Task requirements -
[1] Using the ABILHAND abstract below, decide whether each statement agrees with it. Answer yes or no for each, and quote the deciding words: (a) The study included 762 patients. (b) The generic scale was more responsive to small deficits than the disease-specific instruments. (c) RA patients had significantly less manual ability than SSc adults.
[2] According to the ABILHAND abstract below, what share of the variance in item difficulty between diagnoses was explained by the symmetric or asymmetric nature of the disorders?

Selected passage -

++++++++

Article Text

Can manual ability be measured with a generic ABILHAND scale? A cross-sectional study conducted on six diagnostic groups
  1. Carlyne Arnould1,
  2. Laure Vandervelde2,
  3. Charles Sèbiyo Batcho3,
  4. Massimo Penta3,
  5. Jean-Louis Thonnard3
  1. 1Physical and Occupational Therapy Departments, Paramedical Category, Haute Ecole Louvain en Hainaut, Montignies-sur-Sambre, Belgium
  2. 2Physical Therapy Department, Institut Parnasse Deux-Alice, Haute Ecole Leonard de Vinci, Brussels, Belgium
  3. 3Institute of Neuroscience, Université catholique de Louvain, Brussels, Belgium
  1. Correspondence to Dr Carlyne Arnould;carlyne.arnould{at}gmail.com

Abstract

Objectives Several ABILHAND Rasch-built manual ability scales were previously developed for chronic stroke (CS), cerebral palsy (CP), rheumatoid arthritis (RA), systemic sclerosis (SSc) and neuromuscular disorders (NMD). The present study aimed to explore the applicability of a generic manual ability scale unbiased by diagnosis and to study the nature of manual ability across diagnoses.

Design Cross-sectional study.

Setting Outpatient clinic homes (CS, CP, RA), specialised centres (CP), reference centres (CP, NMD) and university hospitals (SSc).

Participants 762 patients from six diagnostic groups: 103 CS adults, 113 CP children, 112 RA adults, 156 SSc adults, 124 NMD children and 124 NMD adults.

Primary and secondary outcome measures Manual ability as measured by the ABILHAND disease-specific questionnaires, diagnosis and nature (ie, uni-manual or bi-manual involvement and proximal or distal joints involvement) of the ABILHAND manual activities.

Results The difficulties of most manual activities were diagnosis dependent. A principal component analysis highlighted that 57% of the variance in the item difficulty between diagnoses was explained by the symmetric or asymmetric nature of the disorders. A generic scale was constructed, from a metric point of view, with 11 items sharing a common difficulty among diagnoses and 41 items displaying a category-specific location (asymmetric: CS, CP; and symmetric: RA, SSc, NMD). This generic scale showed that CP and NMD children had significantly less manual ability than RA patients, who had significantly less manual ability than CS, SSc and NMD adults. However, the generic scale was less discriminative and responsive to small deficits than disease-specific instruments.

Conclusions Our finding that most of the manual item difficulties were disease-dependent emphasises the danger of using generic scales without prior investigation of item invariance across diagnostic groups. Nevertheless, a generic manual ability scale could be developed by adjusting and accounting for activities perceived differently in various disorders.

++++++++

Source information -

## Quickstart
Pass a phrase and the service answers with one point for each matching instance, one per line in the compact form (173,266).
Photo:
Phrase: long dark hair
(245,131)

++++++++

Answers per task -
[1]
(a) Yes: "762 patients from six diagnostic groups"
(b) No: "the generic scale was less discriminative and responsive to small deficits than disease-specific instruments"
(c) Yes: "RA patients, who had significantly less manual ability than CS, SSc and NMD adults"

[2] 57%